■ **YOUR TASK**
Render every line of the records below as a JSON list of strings, one string per line, with blank lines and pictures left out.

■ **THE INPUT**
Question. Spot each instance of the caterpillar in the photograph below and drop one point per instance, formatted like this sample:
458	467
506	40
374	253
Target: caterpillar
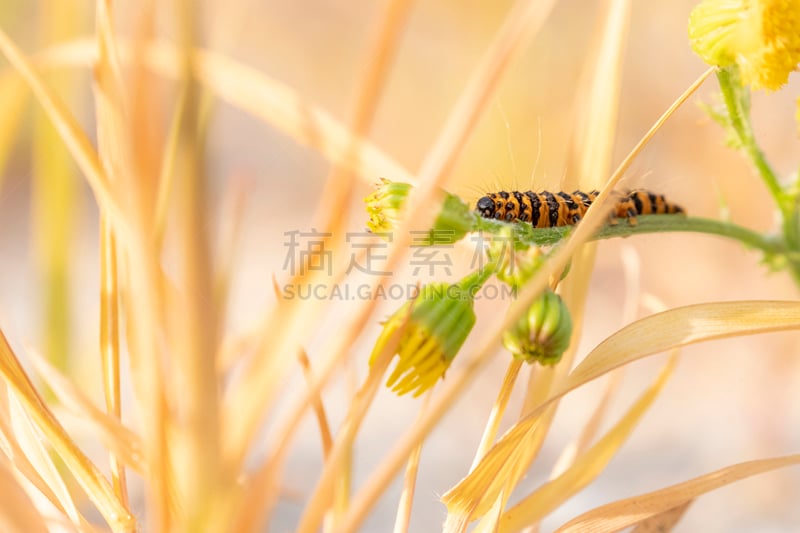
548	210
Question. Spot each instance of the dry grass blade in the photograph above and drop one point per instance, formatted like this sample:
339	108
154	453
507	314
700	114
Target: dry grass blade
19	515
509	448
322	496
89	477
683	326
30	457
122	442
404	505
654	334
13	95
70	132
662	522
282	108
624	513
587	467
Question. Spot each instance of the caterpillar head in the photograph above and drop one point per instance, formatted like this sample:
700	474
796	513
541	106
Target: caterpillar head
486	207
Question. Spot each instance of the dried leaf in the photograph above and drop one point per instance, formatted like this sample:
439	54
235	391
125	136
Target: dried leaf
623	513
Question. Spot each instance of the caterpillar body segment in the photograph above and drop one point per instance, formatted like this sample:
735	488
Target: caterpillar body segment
548	210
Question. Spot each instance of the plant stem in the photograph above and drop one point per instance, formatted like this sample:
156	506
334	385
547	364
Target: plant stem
737	101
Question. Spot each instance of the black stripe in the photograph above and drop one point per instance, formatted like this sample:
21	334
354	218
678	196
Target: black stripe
552	205
571	205
535	207
637	202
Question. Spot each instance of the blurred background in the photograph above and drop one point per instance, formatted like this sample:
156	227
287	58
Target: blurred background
728	402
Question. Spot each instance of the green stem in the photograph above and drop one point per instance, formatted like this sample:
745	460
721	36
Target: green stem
475	280
775	250
737	101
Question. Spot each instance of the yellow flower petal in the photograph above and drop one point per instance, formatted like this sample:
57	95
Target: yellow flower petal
761	36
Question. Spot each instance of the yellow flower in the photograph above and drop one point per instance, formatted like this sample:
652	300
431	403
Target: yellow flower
437	325
762	37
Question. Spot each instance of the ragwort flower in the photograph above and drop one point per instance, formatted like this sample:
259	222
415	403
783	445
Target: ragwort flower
439	320
762	37
385	208
542	333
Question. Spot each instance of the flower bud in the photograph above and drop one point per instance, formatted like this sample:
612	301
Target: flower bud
542	333
762	37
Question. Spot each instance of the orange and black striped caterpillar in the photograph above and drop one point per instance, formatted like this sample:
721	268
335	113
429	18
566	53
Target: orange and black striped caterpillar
548	210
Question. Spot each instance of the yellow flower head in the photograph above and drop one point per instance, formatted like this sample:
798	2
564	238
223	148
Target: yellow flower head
542	334
439	321
386	204
762	37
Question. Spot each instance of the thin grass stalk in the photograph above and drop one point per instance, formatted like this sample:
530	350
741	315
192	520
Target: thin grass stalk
70	132
549	496
339	183
55	198
86	473
109	345
498	410
199	479
321	497
621	514
293	318
319	409
457	523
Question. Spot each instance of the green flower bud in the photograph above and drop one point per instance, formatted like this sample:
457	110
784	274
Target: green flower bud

■ **SOLUTION**
[
  "Question. Spot each instance of the caterpillar in the photograph below and drop one point per instance, formatted like this sample:",
  "458\t467",
  "506\t40",
  "374\t253",
  "Target: caterpillar",
  "548\t210",
  "Question. Spot each instance of the dry grass blade in the photograph above and drop one point per instance, formatted like this sample:",
  "339\t108",
  "154\t453",
  "507\t314",
  "700\t114",
  "Target: dry grass blade",
  "19\t515",
  "509\t448",
  "322\t496",
  "89\t477",
  "683\t326",
  "30\t457",
  "122\t442",
  "404\t505",
  "654\t334",
  "13\t95",
  "70\t132",
  "662\t522",
  "282\t108",
  "624\t513",
  "587\t467",
  "Question. Spot each instance of the caterpillar head in the photograph above and drop one point per instance, formatted like this sample:",
  "700\t474",
  "796\t513",
  "541\t106",
  "Target: caterpillar head",
  "486\t207",
  "Question. Spot each instance of the dried leaf in the photograph above and drop one point per instance, formatted like this sample:",
  "439\t54",
  "235\t391",
  "125\t136",
  "Target: dried leaf",
  "623\t513",
  "Question. Spot each instance of the caterpillar body segment in the photograph above and drop one point per instance, formatted like this sample:",
  "735\t488",
  "Target: caterpillar body segment",
  "548\t210",
  "Question. Spot each instance of the plant stem in the photograph above and drop one point per instance, formatted like this sample:",
  "156\t506",
  "334\t385",
  "547\t364",
  "Target: plant stem",
  "737\t101",
  "Question. Spot each instance of the black stripe in the photograph above and drop one point per instance, formatted like this sample:",
  "21\t334",
  "354\t218",
  "678\t196",
  "Target: black stripe",
  "552\t205",
  "571\t205",
  "535\t207",
  "637\t202",
  "Question. Spot each instance of the blurred background in the photograph above and drop one point per instance, formatted like this sample:",
  "156\t227",
  "287\t58",
  "Target: blurred background",
  "728\t402",
  "Question. Spot each instance of the green stem in the photograph above and drop one point per instance, formatted like this sample:",
  "745\t460",
  "721\t36",
  "Target: green stem",
  "475\t280",
  "775\t250",
  "737\t101",
  "Question. Spot each instance of the yellow flower petal in the photograph above and drop one point per instance, formatted like this sample:",
  "57\t95",
  "Target: yellow flower petal",
  "761\t36",
  "Question. Spot each instance of the yellow flower in the photograph above and drop one point per instance, formatted like this sample:",
  "652\t300",
  "431\t403",
  "Target: yellow flower",
  "437\t325",
  "762\t37",
  "Question. Spot each instance of the ragwort flower in the photograph above and drop one point per instance, formatted like this sample:",
  "259\t222",
  "415\t403",
  "783\t445",
  "Target: ragwort flower",
  "439\t320",
  "762\t37",
  "385\t208",
  "542\t333",
  "Question. Spot each instance of the flower bud in the photograph above and drop one point per instance, formatted like this sample:",
  "612\t301",
  "Target: flower bud",
  "542\t333",
  "762\t37",
  "Question. Spot each instance of the orange and black striped caterpillar in the photograph above and drop one point per instance, formatted like this sample:",
  "721\t268",
  "335\t113",
  "429\t18",
  "566\t53",
  "Target: orange and black striped caterpillar",
  "548\t210",
  "Question. Spot each instance of the yellow flower head in the photograph above and drop one point per instance, formatted like this sample:",
  "798\t2",
  "564\t238",
  "223\t148",
  "Target: yellow flower head",
  "542\t334",
  "439\t321",
  "386\t204",
  "762\t37",
  "Question. Spot each instance of the thin grass stalk in the photograph above and drop one point per instance, formatted like this sample:",
  "530\t350",
  "741\t315",
  "192\t520",
  "Target: thin grass stalk",
  "70\t132",
  "549\t496",
  "339\t183",
  "55\t198",
  "86\t473",
  "109\t345",
  "498\t410",
  "199\t479",
  "321\t497",
  "621\t514",
  "293\t318",
  "319\t409",
  "457\t523",
  "Question. Spot each instance of the green flower bud in the photograph above and drop one point per instance, formatted like this sample:",
  "457\t110",
  "784\t274",
  "Target: green flower bud"
]